_Text shown:_
Secure Delayed Transactions
Learn about front-running prevention and MEV extraction resistance on the ETF network
Introduction
Front-running in blockchains is difficult to detect, hard to prevent, and leads to negative consequences for the network. When successful, these types of attacks lead to financial gain for an adversary and potential loss for the victim. In the context of web3 gaming, front-running is synonymous with cheating. Often associated with front running is the idea of maximal extracted value, which uses front-running techniques to manipulate the order of transactions. Put simply, MEV is the maximum value that can be earned from a block. It is estimated that in 2023 MEV bots extracted over one billion USD from crypto markets. These type of attacks can be incredibly lucrative, but they have the potential to significantly harm a product. Front running has the potential to…
compromise blockchain transparency and fairness
introduce unpredictable market fluctuations,
is an attractive tools for deceitful activities
With secure delayed transactions on the ETF network, we aim to eliminate the ability to front-run, leading to a more fair and stable network. It leverages timelock encryption to ensure call data is encrypted until executed and offers a non-interactive mechanism to securely submit and delay transactions for future blocks. Along with front-running, delayed transactions have the potential to disrupt MEV capabilites as well. Continue reading to learn how to use delayed transaction on the ETF network. For more information on the ETF network, check out the docs at https://etf.idealabs.network.

_Data rows:_
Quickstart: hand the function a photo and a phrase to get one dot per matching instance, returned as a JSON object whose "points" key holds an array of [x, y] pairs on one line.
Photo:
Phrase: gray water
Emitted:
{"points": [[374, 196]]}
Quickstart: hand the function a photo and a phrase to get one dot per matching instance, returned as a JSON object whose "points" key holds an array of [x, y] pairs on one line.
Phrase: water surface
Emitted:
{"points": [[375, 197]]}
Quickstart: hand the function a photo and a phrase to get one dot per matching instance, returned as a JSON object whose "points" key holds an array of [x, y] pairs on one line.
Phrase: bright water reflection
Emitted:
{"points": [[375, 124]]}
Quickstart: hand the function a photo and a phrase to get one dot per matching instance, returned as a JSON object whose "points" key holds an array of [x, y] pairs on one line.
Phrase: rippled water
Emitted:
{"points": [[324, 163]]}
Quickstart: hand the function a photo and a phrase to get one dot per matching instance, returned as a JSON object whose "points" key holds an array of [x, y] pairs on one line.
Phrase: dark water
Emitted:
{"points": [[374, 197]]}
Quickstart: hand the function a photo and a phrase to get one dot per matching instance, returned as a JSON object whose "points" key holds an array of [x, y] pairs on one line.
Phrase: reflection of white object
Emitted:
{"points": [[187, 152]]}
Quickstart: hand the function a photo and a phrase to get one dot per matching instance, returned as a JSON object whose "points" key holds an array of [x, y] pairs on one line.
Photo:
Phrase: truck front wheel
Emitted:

_Problem details:_
Answer these questions using the page on secure delayed transactions.
(a) In the context of web3 gaming, what is front-running synonymous with?
(b) By an estimate, how much did MEV bots extract from crypto markets in 2023?
(c) What kind of encryption do secure delayed transactions on the ETF network leverage?

_Reply:_
(a) Cheating.
(b) Over one billion USD.
(c) Timelock encryption.